§ Extract provided
----

Julia, Princess of Battenberg (born Julia Therese Salomea Hauke;  – 19 September 1895) was the wife of Prince Alexander of Hesse and by Rhine, the third son of Louis II, Grand Duke of Hesse. The daughter of a Polish general of German descent, she was not of princely origin. She became a lady-in-waiting to Marie of Hesse, wife of the future Emperor Alexander II and a sister of Prince Alexander of Hesse and by Rhine, whom she married, having met him in the course of her duties. The marriage of social unequals was deemed morganatic, but the Duke of Hesse gave her her own title of nobility as Princess of Battenberg. She was the mother of Alexander, Prince of Bulgaria, and is an ancestor of Charles III and to the current generations of the Spanish royal family.

Life

Hauke was born in Warsaw, Congress Poland, then ruled in personal union by the Emperor of the Russian Empire. She was the daughter of Hans Moritz Hauke, a Polish general of German descent. Her mother, Sophie, was the daughter of Polish doctor Franz Leopold Lafontaine.

Her father fought in Napoleon's Polish Legions in Austria, Italy, Germany, and the Peninsular War. After his service in the army of the Duchy of Warsaw from 1809 to 1814, he entered the ranks of the army of Congress Poland, and was promoted to general in 1828. Recognizing his abilities, Emperor Nicholas I appointed him Deputy Minister of War of Congress Poland and on 4 May 1829 made him a hereditary Count von Hauke. In the November Uprising of 1830, led by rebelling army cadets, Grand Duke Constantine, Poland's Russian governor, managed to escape, but Julia's father was shot dead by the cadets on a Warsaw street. Her mother died of shock shortly afterwards, and their children were made wards of the Emperor.

Hauke served as lady-in-waiting to Empress Marie Alexandrovna, wife of the future Emperor Alexander II and a sister of Prince Alexander of Hesse and by Rhine. She met Prince Alexander while performing her duties at court in St. Petersburg. The Emperor did not approve of a courtship between her and his son's brother-in-law, so the two arranged to leave St. Petersburg. By the time Julia and Alexander were able to marry, she was six months pregnant with their first child, Marie. They were married on 28 October 1851 in Breslau in Prussian Silesia (now called Wrocław and in Poland).

----

§ Records shown
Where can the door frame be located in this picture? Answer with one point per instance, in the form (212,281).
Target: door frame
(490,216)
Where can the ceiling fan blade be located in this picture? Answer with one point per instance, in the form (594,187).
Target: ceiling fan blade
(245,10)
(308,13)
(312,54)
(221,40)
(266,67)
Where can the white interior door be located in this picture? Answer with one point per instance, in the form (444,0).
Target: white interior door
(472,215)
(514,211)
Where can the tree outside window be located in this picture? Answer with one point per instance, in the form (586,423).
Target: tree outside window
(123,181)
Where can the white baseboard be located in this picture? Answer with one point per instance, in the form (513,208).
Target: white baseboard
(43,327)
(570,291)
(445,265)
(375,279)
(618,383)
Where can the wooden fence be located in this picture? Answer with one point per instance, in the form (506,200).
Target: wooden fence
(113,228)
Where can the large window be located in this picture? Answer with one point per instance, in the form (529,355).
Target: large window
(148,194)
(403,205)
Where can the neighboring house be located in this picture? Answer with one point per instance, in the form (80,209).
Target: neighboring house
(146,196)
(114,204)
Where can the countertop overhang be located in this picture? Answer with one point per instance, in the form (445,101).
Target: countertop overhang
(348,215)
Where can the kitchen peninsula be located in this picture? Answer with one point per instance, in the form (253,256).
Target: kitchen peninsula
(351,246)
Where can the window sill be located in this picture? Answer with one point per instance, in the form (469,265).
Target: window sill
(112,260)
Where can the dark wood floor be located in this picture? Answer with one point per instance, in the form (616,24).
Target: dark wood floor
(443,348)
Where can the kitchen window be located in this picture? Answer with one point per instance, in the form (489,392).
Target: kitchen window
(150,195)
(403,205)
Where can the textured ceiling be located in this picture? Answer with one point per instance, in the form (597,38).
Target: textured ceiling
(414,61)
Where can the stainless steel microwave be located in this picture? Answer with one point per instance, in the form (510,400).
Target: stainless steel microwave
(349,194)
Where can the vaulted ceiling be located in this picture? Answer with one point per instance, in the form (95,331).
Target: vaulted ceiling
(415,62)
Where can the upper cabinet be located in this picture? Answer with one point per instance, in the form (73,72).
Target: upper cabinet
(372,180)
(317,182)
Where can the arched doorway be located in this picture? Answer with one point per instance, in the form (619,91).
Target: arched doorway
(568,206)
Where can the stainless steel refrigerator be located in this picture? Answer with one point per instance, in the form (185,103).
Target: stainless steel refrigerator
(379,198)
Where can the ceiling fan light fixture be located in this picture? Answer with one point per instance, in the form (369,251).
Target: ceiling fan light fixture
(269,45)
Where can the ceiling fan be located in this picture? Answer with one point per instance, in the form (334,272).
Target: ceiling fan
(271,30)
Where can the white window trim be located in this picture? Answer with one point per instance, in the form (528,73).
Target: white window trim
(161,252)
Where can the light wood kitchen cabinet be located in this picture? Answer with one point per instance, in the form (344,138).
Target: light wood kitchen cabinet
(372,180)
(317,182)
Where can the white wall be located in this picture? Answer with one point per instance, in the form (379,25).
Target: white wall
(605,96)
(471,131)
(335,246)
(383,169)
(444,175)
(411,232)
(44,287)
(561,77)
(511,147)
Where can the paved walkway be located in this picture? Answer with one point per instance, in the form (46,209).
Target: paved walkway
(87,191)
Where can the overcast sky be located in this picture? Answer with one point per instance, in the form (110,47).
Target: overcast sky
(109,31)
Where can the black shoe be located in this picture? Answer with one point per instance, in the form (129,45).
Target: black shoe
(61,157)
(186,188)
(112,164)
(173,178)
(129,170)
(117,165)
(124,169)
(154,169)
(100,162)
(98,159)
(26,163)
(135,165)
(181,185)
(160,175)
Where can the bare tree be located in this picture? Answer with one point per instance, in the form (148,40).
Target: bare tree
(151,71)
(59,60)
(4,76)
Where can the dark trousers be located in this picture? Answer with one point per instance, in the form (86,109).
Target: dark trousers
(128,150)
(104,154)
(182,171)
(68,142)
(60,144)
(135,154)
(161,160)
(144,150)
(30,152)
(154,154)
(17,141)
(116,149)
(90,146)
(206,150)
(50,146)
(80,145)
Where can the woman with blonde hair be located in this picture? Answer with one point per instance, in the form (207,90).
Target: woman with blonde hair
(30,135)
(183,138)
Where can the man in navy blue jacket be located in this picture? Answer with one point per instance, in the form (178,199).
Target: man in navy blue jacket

----

§ Stated problem
Pick up the article on Julia, Princess of Battenberg after its final sentence and write what comes next.

§ Reply to the task
Since she was not considered equal for royal marriage purposes, her children did not qualify for succession to the throne of Hesse and by Rhine. Her marriage was declared to be morganatic after the birth of her first son. Her husband's brother, Grand Duke Louis III of Hesse-Darmstadt, made her Countess of Battenberg in 1851, with the style of Illustrious Highness (). In 1858, she was elevated to Princess of Battenberg, with the style of Serene Highness (). Battenberg became the name of a morganatic branch of the Grand Ducal Family of Hesse.

Hauke converted to Lutheranism on 12 May 1875. Prior to her conversion she frequently visited Orthodox and Byzantine Catholic churches throughout Hesse, often traveling great distances. Her religion was openly criticized by members of her husband's family until her conversion. Her children were baptized Lutheran. She died at Heiligenberg Castle on 19 September 1895.

Children
There were five children of the marriage, all princes and princesses of Battenberg:
 Princess Marie of Battenberg (1852–1923), married in 1871 Gustav, Prince of Erbach-Schönberg (d. 1908), with issue.
 Prince Louis of Battenberg (1854–1921), created first Marquess of Milford Haven in 1917, married in 1884 Princess Victoria of Hesse and by Rhine (1863–1950), with issue (including Princess Andrew of Greece and Denmark, Queen Louise of Sweden, and the 1st Earl Mountbatten of Burma). In 1917, he and his children gave up their German titles and took the surname Mountbatten. He was the maternal grandfather of Prince Philip.
 Prince Alexander of Battenberg (1857–1893), created reigning Prince of Bulgaria in 1879, abdicated in Bulgaria and created Count of Hartenau, married morganatically in 1889 Johanna Loisinger (1865–1951), his issue being Counts von Hartenau.
 Prince Henry of Battenberg (1858–1896), married in 1885 Princess Beatrice of the United Kingdom (1857–1944), with issue (including Princess Victoria Eugenie of Battenberg later Queen of Spain). His children resided in the UK and became lords and ladies with the surname Mountbatten in 1917 (see "Name change" below). His eldest son was created the first Marquess of Carisbrooke in 1917.
 Prince Francis Joseph of Battenberg (1861–1924), married in 1897 Princess Anna of Montenegro (1874–1971), with no issue.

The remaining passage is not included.